In the material below, substitute "image" for every "photo" and reproduce all other text unchanged, omitting the pictures.

————

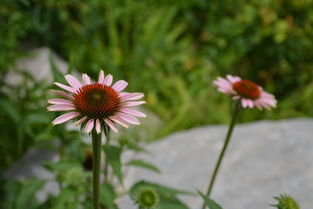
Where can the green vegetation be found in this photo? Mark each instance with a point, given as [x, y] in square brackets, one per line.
[170, 50]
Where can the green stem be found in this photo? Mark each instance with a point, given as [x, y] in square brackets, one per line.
[106, 164]
[226, 142]
[96, 149]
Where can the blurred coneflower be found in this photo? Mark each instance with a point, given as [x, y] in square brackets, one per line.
[250, 94]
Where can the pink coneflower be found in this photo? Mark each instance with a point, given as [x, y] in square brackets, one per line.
[250, 94]
[96, 104]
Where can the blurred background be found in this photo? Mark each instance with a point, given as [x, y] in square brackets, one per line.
[170, 50]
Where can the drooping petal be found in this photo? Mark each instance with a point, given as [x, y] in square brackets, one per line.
[65, 117]
[108, 80]
[128, 118]
[247, 103]
[111, 125]
[61, 107]
[233, 79]
[120, 85]
[80, 121]
[60, 101]
[61, 93]
[130, 96]
[133, 103]
[133, 112]
[67, 88]
[224, 86]
[89, 126]
[74, 82]
[101, 77]
[119, 120]
[86, 79]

————

Answer to this task |
Where can the green vegetation be found in this image? Mark each instance with a point, given as [x, y] in square brackets, one per line.
[170, 50]
Where can the green stem be found in this image? Mark each instance with a point, given as [x, y] in square brackets, one per line.
[106, 164]
[226, 142]
[96, 149]
Where can the blurred coneflower be found in this image? Mark each instance with a point, given as [x, y] in square brackets, one per line.
[250, 94]
Where can the pink coneflower be found in this image? Mark each instance with a point, given as [x, y] in square brackets, one per line.
[250, 94]
[96, 104]
Where can the blurred background be found in this image? Mark each instance with a point, given as [x, y] in square brackets, one per line.
[170, 50]
Where can the drooping petal be found in this image? Mark each instance with a point, given as [x, y] in square brackets, one per line.
[65, 117]
[108, 80]
[128, 118]
[247, 103]
[111, 125]
[61, 107]
[233, 79]
[120, 85]
[80, 121]
[60, 101]
[61, 93]
[130, 96]
[133, 103]
[133, 112]
[67, 88]
[224, 86]
[89, 126]
[74, 82]
[101, 77]
[119, 120]
[86, 79]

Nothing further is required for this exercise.